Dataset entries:
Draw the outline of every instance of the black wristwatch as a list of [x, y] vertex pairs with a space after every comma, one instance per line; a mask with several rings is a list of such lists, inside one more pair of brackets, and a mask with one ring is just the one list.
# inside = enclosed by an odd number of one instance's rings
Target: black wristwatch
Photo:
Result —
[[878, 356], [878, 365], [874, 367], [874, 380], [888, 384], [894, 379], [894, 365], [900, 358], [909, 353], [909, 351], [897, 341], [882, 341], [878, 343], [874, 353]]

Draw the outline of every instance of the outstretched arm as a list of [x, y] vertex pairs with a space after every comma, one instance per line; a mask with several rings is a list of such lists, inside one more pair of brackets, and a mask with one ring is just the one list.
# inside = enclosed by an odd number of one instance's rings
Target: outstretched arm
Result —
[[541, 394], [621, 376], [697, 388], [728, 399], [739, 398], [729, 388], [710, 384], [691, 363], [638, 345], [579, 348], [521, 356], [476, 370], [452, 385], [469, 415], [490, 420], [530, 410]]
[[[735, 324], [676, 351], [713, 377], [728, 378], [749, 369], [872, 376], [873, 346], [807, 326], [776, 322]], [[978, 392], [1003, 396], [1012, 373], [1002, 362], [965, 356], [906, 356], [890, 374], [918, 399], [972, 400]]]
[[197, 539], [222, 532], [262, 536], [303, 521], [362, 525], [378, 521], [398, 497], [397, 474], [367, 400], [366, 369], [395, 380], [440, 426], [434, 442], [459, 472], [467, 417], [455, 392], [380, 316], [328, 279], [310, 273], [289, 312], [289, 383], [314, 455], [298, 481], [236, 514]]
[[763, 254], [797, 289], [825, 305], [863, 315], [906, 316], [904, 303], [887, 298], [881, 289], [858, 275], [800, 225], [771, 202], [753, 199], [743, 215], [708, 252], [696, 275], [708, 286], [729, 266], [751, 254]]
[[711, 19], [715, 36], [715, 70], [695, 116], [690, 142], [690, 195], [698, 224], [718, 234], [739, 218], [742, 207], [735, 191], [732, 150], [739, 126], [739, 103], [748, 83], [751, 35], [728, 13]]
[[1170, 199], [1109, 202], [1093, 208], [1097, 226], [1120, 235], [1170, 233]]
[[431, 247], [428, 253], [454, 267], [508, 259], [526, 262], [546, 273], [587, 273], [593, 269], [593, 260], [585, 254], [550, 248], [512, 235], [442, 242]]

■ STATED PROBLEM
Reproduce the items above, switching "vertex pairs" to "coordinate pairs" everywhere and leaving everything else the same.

■ RESULT OF THIS TASK
Draw the outline of every instance of the black wristwatch as a list of [x, y] coordinate pairs with a space after every comma, one instance per line; a mask with several rings is a list of such lists, inside one more pair of brackets, and a mask with one ring is just the one list.
# inside = enclosed by an odd number of one instance's rings
Target: black wristwatch
Photo:
Result —
[[878, 356], [878, 365], [874, 367], [874, 380], [888, 384], [894, 379], [894, 365], [900, 358], [909, 353], [909, 351], [897, 341], [882, 341], [878, 343], [874, 353]]

Draw the outline of every instance of the outstretched arm as a list of [x, y] coordinate pairs with a space after every comma, one instance per line; a mask with several rings is a list of such lists, inside one more pair of brackets, and a mask with one ring is just the one list.
# inside = enclosed by an odd number of one instance's rings
Target: outstretched arm
Result —
[[541, 394], [621, 376], [697, 388], [728, 399], [739, 398], [729, 388], [710, 384], [691, 363], [638, 345], [579, 348], [521, 356], [476, 370], [452, 385], [469, 415], [490, 420], [530, 410]]
[[[735, 324], [676, 351], [713, 377], [728, 378], [749, 369], [872, 376], [873, 346], [807, 326], [776, 322]], [[978, 392], [1003, 396], [1012, 373], [1002, 362], [965, 356], [906, 356], [890, 374], [918, 399], [972, 400]]]
[[197, 539], [222, 532], [262, 536], [303, 521], [362, 525], [378, 521], [398, 497], [397, 474], [367, 400], [366, 369], [395, 380], [440, 426], [434, 442], [459, 472], [467, 417], [455, 392], [380, 316], [328, 279], [310, 273], [289, 312], [289, 383], [314, 455], [298, 481], [236, 514]]
[[763, 254], [797, 289], [825, 305], [863, 315], [906, 316], [904, 303], [887, 298], [881, 289], [858, 275], [800, 225], [771, 202], [753, 199], [743, 215], [708, 252], [696, 275], [708, 286], [729, 266], [751, 254]]
[[711, 19], [715, 36], [715, 70], [695, 116], [690, 142], [690, 195], [698, 224], [718, 234], [739, 218], [742, 207], [735, 191], [732, 150], [739, 126], [739, 103], [748, 83], [751, 35], [728, 13]]
[[1170, 199], [1109, 202], [1093, 208], [1097, 226], [1120, 235], [1170, 233]]
[[431, 247], [428, 253], [454, 267], [508, 259], [526, 262], [546, 273], [587, 273], [593, 269], [593, 260], [585, 254], [550, 248], [512, 235], [442, 242]]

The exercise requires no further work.